=== Exercise aim ===
Gather every line in the rows below that contains the string "grass", copying each such line in full. Matching is case-sensitive.

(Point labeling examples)
****

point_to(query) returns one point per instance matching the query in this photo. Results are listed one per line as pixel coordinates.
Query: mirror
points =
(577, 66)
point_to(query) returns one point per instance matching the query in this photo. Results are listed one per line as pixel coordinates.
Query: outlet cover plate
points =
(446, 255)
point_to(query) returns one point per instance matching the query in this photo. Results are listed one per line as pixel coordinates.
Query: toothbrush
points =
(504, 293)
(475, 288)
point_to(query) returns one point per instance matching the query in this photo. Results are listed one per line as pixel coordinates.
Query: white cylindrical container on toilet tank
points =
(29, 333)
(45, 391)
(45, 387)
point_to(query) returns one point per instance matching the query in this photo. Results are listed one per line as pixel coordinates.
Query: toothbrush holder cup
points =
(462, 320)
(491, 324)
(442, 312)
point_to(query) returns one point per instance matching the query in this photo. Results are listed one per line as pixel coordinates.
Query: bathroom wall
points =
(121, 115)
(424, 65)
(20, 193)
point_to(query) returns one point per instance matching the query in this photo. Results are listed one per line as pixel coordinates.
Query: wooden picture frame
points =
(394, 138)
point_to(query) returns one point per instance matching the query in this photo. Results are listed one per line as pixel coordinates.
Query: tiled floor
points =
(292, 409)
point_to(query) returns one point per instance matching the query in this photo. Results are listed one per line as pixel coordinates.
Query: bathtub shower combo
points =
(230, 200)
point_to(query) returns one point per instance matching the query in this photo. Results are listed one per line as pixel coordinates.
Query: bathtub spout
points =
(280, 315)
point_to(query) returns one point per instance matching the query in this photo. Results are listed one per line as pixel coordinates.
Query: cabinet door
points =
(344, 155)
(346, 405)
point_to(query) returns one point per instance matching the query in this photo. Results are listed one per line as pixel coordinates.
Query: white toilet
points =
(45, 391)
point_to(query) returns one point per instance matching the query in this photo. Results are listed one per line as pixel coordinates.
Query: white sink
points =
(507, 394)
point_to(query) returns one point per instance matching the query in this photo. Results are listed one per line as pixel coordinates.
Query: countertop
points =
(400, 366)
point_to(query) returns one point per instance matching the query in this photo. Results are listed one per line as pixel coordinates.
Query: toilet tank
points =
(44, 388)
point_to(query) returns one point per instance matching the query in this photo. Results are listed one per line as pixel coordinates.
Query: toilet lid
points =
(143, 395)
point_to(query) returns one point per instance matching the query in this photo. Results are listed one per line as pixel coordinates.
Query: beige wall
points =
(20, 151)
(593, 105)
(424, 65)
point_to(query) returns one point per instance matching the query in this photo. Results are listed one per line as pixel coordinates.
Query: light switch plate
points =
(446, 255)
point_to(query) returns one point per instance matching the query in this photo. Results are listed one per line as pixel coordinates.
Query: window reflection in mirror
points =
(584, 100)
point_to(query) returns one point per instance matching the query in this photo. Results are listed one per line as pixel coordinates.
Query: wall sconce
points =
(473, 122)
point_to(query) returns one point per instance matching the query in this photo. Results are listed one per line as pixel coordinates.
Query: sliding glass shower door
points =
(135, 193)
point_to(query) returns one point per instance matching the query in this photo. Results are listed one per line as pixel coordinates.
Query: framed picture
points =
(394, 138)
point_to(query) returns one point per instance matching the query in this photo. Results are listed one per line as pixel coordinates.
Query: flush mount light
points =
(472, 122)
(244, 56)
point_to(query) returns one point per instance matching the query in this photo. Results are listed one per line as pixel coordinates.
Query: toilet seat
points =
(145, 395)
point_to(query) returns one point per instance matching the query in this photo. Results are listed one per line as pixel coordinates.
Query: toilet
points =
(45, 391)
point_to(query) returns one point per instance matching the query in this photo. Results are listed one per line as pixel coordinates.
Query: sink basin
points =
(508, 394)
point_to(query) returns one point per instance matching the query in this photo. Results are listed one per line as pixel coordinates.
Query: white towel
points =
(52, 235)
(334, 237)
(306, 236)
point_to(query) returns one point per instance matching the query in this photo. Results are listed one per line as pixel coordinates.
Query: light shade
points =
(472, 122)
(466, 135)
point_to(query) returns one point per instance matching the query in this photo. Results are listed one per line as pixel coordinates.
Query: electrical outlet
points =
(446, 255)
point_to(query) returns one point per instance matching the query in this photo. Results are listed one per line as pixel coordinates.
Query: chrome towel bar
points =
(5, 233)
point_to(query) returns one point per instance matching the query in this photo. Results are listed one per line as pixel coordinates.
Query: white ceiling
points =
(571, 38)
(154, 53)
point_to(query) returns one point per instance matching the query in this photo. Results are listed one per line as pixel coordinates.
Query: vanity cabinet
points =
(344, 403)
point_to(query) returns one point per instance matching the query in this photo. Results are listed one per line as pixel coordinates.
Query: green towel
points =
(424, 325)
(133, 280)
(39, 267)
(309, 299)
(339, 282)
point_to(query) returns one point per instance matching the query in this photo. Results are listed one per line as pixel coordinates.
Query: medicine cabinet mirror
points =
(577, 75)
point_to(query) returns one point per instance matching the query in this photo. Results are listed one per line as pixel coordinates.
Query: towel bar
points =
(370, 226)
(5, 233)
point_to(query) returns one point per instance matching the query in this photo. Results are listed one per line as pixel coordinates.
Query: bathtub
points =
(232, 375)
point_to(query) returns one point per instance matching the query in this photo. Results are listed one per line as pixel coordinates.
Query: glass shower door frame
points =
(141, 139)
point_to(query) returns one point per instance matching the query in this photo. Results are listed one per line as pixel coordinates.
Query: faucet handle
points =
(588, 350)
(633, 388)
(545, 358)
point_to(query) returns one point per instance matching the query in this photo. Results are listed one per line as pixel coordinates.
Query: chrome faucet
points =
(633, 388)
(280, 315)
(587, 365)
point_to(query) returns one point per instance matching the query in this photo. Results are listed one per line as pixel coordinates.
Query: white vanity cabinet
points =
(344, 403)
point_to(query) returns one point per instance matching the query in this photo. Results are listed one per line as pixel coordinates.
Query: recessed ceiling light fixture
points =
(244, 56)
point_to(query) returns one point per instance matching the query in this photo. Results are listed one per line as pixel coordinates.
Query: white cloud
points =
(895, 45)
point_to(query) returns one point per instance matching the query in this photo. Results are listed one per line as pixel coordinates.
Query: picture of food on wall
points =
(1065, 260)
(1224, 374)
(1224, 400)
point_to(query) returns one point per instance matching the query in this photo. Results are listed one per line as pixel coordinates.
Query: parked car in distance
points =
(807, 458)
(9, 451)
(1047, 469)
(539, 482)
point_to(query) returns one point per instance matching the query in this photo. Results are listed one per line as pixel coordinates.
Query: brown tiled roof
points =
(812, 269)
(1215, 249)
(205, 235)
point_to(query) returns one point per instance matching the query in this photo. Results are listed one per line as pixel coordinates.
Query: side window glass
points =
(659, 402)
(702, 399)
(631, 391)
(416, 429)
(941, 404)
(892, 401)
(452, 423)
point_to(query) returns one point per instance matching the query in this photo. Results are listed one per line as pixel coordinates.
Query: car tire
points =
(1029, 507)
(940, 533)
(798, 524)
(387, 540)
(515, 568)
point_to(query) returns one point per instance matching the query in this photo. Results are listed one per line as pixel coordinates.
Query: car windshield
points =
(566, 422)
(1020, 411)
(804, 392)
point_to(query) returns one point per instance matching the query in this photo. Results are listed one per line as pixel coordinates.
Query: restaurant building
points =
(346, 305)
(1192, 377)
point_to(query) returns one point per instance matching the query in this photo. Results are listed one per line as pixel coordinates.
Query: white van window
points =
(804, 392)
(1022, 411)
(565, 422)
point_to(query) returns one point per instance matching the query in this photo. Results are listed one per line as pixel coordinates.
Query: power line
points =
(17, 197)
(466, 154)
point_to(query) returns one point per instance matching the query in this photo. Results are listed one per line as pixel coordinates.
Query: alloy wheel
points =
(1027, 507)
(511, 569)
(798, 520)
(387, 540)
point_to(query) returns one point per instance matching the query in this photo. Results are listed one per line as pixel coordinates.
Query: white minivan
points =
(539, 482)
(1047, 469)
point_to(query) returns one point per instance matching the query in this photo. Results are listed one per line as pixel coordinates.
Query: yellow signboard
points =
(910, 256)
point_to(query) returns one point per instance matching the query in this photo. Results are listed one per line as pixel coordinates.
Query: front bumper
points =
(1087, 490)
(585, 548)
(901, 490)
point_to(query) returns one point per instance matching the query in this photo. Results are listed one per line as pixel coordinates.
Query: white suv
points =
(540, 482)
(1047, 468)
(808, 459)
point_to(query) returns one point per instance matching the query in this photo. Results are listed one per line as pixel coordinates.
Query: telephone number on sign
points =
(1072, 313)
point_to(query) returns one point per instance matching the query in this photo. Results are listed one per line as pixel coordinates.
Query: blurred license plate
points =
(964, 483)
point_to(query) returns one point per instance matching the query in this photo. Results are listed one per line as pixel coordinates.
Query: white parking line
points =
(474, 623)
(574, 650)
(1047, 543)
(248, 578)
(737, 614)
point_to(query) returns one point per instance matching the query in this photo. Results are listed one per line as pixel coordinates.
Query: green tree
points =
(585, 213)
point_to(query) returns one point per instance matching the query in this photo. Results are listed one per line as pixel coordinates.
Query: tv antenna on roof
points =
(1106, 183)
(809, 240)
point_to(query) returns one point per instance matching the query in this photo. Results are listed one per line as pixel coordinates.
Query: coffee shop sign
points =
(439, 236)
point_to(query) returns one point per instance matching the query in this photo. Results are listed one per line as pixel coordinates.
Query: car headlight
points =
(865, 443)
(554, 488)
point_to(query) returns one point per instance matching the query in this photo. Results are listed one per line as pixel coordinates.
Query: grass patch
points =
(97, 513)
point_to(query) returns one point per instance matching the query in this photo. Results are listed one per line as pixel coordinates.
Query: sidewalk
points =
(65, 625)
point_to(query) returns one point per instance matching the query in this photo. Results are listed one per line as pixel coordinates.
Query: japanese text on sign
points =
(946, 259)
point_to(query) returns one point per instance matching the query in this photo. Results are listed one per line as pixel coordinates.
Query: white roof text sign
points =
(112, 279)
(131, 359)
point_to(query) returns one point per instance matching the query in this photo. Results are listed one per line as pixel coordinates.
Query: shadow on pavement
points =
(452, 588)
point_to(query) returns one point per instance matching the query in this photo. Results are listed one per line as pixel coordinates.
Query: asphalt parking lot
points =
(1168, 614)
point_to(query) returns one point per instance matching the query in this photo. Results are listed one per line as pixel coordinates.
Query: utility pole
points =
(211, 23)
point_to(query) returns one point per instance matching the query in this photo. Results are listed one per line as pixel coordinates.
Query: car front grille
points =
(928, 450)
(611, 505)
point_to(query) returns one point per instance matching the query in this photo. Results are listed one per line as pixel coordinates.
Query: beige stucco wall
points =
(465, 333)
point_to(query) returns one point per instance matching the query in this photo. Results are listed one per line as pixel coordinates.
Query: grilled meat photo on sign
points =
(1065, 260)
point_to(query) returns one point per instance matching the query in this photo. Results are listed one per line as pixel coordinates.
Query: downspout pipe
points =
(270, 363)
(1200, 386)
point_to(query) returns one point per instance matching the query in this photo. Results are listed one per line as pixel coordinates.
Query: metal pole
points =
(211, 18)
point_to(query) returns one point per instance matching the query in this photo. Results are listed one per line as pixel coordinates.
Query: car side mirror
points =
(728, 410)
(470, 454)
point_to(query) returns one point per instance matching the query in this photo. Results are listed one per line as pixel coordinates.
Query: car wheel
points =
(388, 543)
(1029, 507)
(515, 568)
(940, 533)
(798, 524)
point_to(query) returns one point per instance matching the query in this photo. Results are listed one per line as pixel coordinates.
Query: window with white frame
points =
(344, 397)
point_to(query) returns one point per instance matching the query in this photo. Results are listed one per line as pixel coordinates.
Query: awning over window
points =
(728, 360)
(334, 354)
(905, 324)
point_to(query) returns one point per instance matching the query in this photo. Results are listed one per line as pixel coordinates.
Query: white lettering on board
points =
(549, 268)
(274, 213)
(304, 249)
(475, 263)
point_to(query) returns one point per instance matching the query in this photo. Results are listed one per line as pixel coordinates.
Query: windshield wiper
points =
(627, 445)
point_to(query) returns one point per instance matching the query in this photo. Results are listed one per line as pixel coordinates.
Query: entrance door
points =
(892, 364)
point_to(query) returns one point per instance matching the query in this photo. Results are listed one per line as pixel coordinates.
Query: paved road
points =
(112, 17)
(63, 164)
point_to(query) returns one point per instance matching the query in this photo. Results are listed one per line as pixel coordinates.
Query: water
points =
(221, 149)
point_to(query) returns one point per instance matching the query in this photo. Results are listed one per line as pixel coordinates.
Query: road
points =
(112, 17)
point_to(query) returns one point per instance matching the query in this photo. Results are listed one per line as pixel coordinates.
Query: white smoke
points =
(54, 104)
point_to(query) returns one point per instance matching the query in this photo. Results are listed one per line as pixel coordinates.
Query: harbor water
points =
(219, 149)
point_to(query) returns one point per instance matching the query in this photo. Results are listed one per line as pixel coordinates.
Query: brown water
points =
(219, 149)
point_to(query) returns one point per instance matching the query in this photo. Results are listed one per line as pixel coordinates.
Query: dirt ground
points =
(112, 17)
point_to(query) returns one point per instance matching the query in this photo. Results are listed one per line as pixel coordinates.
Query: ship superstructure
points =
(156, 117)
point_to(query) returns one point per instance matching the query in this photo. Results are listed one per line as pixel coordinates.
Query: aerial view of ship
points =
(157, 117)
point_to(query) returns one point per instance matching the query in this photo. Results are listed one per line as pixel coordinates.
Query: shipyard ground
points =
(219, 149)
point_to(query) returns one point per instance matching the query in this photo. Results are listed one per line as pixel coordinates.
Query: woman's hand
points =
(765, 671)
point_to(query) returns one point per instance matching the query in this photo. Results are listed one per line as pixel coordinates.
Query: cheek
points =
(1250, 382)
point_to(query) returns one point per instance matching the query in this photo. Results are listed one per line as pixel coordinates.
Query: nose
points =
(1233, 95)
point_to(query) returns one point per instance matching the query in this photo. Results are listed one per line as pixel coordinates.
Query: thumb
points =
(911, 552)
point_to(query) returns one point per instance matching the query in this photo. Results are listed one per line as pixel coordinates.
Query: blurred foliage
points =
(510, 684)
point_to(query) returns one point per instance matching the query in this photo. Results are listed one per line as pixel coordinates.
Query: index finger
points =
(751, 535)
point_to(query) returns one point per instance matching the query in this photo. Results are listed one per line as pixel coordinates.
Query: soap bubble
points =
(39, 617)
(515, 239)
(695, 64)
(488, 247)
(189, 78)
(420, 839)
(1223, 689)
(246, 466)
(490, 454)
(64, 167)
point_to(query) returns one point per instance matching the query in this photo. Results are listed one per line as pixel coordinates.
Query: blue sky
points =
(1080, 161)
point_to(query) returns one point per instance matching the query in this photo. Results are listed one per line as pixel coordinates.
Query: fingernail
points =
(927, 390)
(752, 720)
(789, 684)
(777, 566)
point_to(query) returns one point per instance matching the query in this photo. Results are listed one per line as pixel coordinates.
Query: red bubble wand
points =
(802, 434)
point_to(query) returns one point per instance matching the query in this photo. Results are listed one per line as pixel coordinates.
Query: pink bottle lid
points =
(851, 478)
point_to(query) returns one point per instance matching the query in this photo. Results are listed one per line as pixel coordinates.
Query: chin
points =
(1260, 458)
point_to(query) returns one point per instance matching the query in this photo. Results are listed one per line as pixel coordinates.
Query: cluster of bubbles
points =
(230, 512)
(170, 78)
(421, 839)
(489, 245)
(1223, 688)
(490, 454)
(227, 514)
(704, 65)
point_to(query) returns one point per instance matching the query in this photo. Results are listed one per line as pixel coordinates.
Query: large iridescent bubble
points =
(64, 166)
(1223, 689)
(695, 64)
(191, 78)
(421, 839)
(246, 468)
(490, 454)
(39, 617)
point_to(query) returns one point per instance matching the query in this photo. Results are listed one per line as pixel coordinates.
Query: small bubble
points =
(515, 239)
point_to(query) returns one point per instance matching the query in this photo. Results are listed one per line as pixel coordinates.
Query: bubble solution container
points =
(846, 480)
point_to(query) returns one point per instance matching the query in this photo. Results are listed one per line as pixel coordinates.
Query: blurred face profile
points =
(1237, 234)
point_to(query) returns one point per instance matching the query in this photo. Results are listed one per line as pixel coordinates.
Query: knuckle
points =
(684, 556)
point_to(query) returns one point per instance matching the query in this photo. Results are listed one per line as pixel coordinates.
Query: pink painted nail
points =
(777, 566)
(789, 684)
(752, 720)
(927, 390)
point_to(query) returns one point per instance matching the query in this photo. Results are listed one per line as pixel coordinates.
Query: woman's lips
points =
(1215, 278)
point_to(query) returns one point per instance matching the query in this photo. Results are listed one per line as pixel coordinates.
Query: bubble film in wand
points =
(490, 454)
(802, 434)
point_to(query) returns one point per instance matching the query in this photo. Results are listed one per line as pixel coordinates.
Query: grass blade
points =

****

=== Final result ===
Query: grass patch
Query: grass blade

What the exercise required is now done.